Could you recast every one of the lines below as a Markdown table with two columns, Row for a running number and Text for the line itself, leaving out any blank lines?

━━━━━ INPUT DATA

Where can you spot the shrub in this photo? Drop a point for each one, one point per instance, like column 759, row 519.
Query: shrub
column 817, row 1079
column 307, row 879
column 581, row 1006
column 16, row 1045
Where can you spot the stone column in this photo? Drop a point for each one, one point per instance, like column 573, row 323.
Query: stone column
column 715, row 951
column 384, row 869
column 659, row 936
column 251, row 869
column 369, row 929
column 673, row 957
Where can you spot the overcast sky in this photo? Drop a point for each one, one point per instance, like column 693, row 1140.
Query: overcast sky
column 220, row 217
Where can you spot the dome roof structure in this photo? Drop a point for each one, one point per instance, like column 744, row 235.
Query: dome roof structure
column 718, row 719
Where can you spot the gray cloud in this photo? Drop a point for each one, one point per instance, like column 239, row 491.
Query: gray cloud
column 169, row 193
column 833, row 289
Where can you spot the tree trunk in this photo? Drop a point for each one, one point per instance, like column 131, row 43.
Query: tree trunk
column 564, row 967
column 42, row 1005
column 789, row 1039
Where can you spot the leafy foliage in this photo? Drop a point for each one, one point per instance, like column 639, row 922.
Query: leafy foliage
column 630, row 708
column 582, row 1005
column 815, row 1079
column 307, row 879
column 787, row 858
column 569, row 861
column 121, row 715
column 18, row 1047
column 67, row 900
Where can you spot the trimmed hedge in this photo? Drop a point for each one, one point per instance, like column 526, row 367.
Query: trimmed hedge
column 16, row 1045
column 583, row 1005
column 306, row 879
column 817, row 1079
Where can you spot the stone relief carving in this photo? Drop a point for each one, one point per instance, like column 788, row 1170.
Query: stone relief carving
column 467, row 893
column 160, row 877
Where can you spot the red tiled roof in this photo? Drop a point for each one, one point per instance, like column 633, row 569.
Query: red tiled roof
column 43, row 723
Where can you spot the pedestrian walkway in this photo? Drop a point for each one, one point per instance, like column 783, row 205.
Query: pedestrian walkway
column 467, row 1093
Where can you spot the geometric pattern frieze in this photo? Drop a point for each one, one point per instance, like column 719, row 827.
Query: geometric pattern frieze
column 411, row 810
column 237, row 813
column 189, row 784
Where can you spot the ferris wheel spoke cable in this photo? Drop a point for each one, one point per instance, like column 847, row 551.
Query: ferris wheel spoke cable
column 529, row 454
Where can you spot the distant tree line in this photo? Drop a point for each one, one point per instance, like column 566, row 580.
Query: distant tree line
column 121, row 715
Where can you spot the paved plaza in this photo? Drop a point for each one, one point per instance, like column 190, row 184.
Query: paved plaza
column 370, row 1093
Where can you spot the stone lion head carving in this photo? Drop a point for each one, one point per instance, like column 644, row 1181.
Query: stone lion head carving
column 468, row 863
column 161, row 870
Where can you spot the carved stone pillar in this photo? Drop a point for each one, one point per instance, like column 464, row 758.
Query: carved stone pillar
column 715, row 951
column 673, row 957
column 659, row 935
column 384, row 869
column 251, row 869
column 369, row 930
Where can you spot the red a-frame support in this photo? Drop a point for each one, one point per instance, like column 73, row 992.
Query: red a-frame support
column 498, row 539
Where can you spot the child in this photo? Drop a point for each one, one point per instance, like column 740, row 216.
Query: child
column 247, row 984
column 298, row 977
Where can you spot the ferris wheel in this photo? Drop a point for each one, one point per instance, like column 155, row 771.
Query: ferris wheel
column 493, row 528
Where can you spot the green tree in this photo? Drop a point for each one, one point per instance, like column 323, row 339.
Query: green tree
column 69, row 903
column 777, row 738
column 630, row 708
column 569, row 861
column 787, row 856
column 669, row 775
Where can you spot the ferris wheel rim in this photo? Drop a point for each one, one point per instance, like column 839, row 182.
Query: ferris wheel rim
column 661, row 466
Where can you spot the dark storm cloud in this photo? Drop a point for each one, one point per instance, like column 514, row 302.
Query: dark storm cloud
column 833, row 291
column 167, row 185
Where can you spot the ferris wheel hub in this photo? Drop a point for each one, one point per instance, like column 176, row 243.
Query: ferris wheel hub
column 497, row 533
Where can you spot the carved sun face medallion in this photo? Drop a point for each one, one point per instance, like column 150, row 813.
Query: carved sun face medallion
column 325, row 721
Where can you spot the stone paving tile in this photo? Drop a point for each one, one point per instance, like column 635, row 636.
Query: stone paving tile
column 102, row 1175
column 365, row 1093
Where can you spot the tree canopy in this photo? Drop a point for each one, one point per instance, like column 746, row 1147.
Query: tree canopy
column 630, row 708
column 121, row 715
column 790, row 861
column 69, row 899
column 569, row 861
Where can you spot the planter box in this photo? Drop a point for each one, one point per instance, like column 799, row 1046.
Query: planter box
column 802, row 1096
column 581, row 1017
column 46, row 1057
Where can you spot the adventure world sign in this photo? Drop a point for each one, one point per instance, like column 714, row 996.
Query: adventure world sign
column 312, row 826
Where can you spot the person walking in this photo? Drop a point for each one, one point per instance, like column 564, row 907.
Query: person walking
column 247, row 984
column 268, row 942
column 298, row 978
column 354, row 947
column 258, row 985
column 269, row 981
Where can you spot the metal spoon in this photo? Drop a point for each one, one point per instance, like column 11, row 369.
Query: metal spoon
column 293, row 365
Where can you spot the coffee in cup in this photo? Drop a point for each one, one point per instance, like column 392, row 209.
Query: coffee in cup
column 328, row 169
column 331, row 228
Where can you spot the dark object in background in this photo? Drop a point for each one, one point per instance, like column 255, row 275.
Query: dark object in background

━━━━━━━━━━

WRITTEN REPLY =>
| Row | Text |
|---|---|
| 1 | Where can you spot the shrub in this photo? Drop a point for each one, one point per instance, like column 759, row 519. |
| 2 | Query: shrub |
| 3 | column 817, row 1079 |
| 4 | column 307, row 879 |
| 5 | column 581, row 1006 |
| 6 | column 16, row 1045 |
| 7 | Where can you spot the stone column in this photo? Drop a point for each one, one point per instance, like column 573, row 323. |
| 8 | Query: stone column |
| 9 | column 715, row 951 |
| 10 | column 384, row 869 |
| 11 | column 659, row 936 |
| 12 | column 251, row 869 |
| 13 | column 369, row 929 |
| 14 | column 673, row 957 |
| 15 | Where can you spot the overcast sky in this photo? Drop a point for each one, one point per instance, like column 693, row 1140. |
| 16 | Query: overcast sky |
| 17 | column 220, row 217 |
| 18 | Where can you spot the dome roof structure in this photo? Drop a point for each one, one point per instance, like column 744, row 235. |
| 19 | Query: dome roof structure |
| 20 | column 718, row 719 |
| 21 | Where can you spot the gray cloud in this photo? Drop a point for each one, one point per instance, like column 239, row 491. |
| 22 | Query: gray cloud |
| 23 | column 169, row 193 |
| 24 | column 833, row 289 |
| 25 | Where can you spot the tree trunk in this photo? Drop a point for each one, one point per instance, like column 131, row 43. |
| 26 | Query: tree trunk |
| 27 | column 564, row 967 |
| 28 | column 42, row 1005 |
| 29 | column 789, row 1039 |
| 30 | Where can you spot the leafy foliage in this photo? Drop a point for each one, one point per instance, like column 639, row 922. |
| 31 | Query: leafy foliage |
| 32 | column 630, row 708 |
| 33 | column 582, row 1005 |
| 34 | column 815, row 1079 |
| 35 | column 307, row 879 |
| 36 | column 787, row 858 |
| 37 | column 569, row 861 |
| 38 | column 121, row 715 |
| 39 | column 18, row 1047 |
| 40 | column 67, row 900 |
| 41 | Where can you spot the trimmed hedge in this photo? Drop a point for each one, one point per instance, like column 526, row 367. |
| 42 | Query: trimmed hedge |
| 43 | column 16, row 1045 |
| 44 | column 583, row 1005 |
| 45 | column 306, row 879 |
| 46 | column 817, row 1079 |
| 47 | Where can you spot the stone relief carving in this photo? Drop a point for each one, one point per instance, like column 788, row 1170. |
| 48 | Query: stone relief carving |
| 49 | column 467, row 893 |
| 50 | column 160, row 877 |
| 51 | Where can you spot the red tiled roof in this photo? Drop a point for each one, one point per instance, like column 633, row 569. |
| 52 | Query: red tiled roof |
| 53 | column 43, row 723 |
| 54 | Where can you spot the pedestrian walkway in this photo? Drop a point for each one, one point per instance, like column 783, row 205. |
| 55 | Query: pedestrian walkway |
| 56 | column 467, row 1093 |
| 57 | Where can you spot the geometric pattern frieze in this photo? Drop a point for each one, one point per instance, like column 719, row 827. |
| 58 | Query: geometric pattern frieze |
| 59 | column 411, row 810 |
| 60 | column 237, row 813 |
| 61 | column 189, row 784 |
| 62 | Where can you spot the ferris wheel spoke cable in this photo? Drop a point for each one, one point per instance, like column 847, row 551. |
| 63 | Query: ferris wheel spoke cable |
| 64 | column 529, row 454 |
| 65 | Where can you spot the distant tree line in this photo? Drop a point for each one, one point per instance, like column 566, row 580. |
| 66 | Query: distant tree line |
| 67 | column 121, row 715 |
| 68 | Where can you spot the paved plaza in this photo? Drop a point for each one, one point per instance, like column 190, row 184. |
| 69 | Query: paved plaza |
| 70 | column 370, row 1093 |
| 71 | Where can you spot the stone lion head carving in this photo? Drop a point for each one, one point per instance, like column 644, row 1181. |
| 72 | Query: stone lion head carving |
| 73 | column 468, row 863 |
| 74 | column 161, row 870 |
| 75 | Where can you spot the carved stone pillar in this photo? Drop a point for each one, one point per instance, like column 464, row 758. |
| 76 | Query: carved stone pillar |
| 77 | column 715, row 951 |
| 78 | column 673, row 957 |
| 79 | column 659, row 935 |
| 80 | column 384, row 869 |
| 81 | column 251, row 869 |
| 82 | column 369, row 930 |
| 83 | Where can you spot the red a-frame support in this photo? Drop a point for each one, one point per instance, like column 73, row 992. |
| 84 | Query: red a-frame support |
| 85 | column 498, row 539 |
| 86 | Where can you spot the child in this photo? Drop a point for each one, one point per instance, like column 740, row 216. |
| 87 | Query: child |
| 88 | column 247, row 984 |
| 89 | column 298, row 977 |
| 90 | Where can you spot the ferris wheel in this photo? Drop a point for each one, one point per instance, like column 155, row 771. |
| 91 | Query: ferris wheel |
| 92 | column 493, row 528 |
| 93 | Where can you spot the green tree in this photo? Drop a point for each one, one point per instance, like column 323, row 339. |
| 94 | Query: green tree |
| 95 | column 69, row 903 |
| 96 | column 777, row 738 |
| 97 | column 630, row 708 |
| 98 | column 569, row 861 |
| 99 | column 787, row 856 |
| 100 | column 669, row 775 |
| 101 | Where can you spot the ferris wheel rim in this photo? Drop a point for each one, one point per instance, like column 839, row 182. |
| 102 | Query: ferris wheel rim |
| 103 | column 661, row 466 |
| 104 | Where can you spot the dark storm cloud in this photo? Drop a point for each one, one point per instance, like column 514, row 302. |
| 105 | Query: dark storm cloud |
| 106 | column 833, row 291 |
| 107 | column 167, row 185 |
| 108 | Where can you spot the ferris wheel hub in this photo? Drop a point for each one, one point per instance, like column 176, row 243. |
| 109 | Query: ferris wheel hub |
| 110 | column 497, row 533 |
| 111 | Where can you spot the carved sun face medallion in this photo? Drop a point for each one, one point per instance, like column 150, row 813. |
| 112 | Query: carved sun face medallion |
| 113 | column 325, row 721 |
| 114 | Where can you spot the stone paving tile in this photo? Drop a point for each one, one point per instance, like column 635, row 636. |
| 115 | Query: stone paving tile |
| 116 | column 102, row 1175 |
| 117 | column 365, row 1093 |
| 118 | Where can you spot the tree canopy in this photo? Drop a point for each one, one point per instance, like column 746, row 1147. |
| 119 | Query: tree canopy |
| 120 | column 630, row 708 |
| 121 | column 121, row 715 |
| 122 | column 790, row 861 |
| 123 | column 69, row 899 |
| 124 | column 569, row 861 |
| 125 | Where can you spot the planter box in this photo? Drop a point for each one, one point per instance, like column 799, row 1046. |
| 126 | Query: planter box |
| 127 | column 802, row 1096 |
| 128 | column 581, row 1017 |
| 129 | column 46, row 1057 |
| 130 | Where can you spot the adventure world sign in this photo? Drop a point for each one, one point per instance, like column 714, row 996. |
| 131 | Query: adventure world sign |
| 132 | column 312, row 826 |
| 133 | Where can you spot the person walking in this photo? Drop a point for each one, one point per instance, like column 564, row 907. |
| 134 | Query: person walking |
| 135 | column 247, row 984 |
| 136 | column 268, row 942 |
| 137 | column 298, row 978 |
| 138 | column 354, row 947 |
| 139 | column 258, row 985 |
| 140 | column 269, row 981 |
| 141 | Where can you spot the metal spoon in this photo? Drop a point for each one, one point per instance, like column 11, row 369. |
| 142 | Query: metal spoon |
| 143 | column 293, row 365 |
| 144 | Where can you spot the coffee in cup in this photo? Drop a point for each one, one point per instance, like column 392, row 209. |
| 145 | Query: coffee in cup |
| 146 | column 328, row 169 |
| 147 | column 331, row 228 |
| 148 | Where can you spot the dark object in background in this photo? Drop a point for each one, one point per instance, like column 255, row 275. |
| 149 | Query: dark object in background |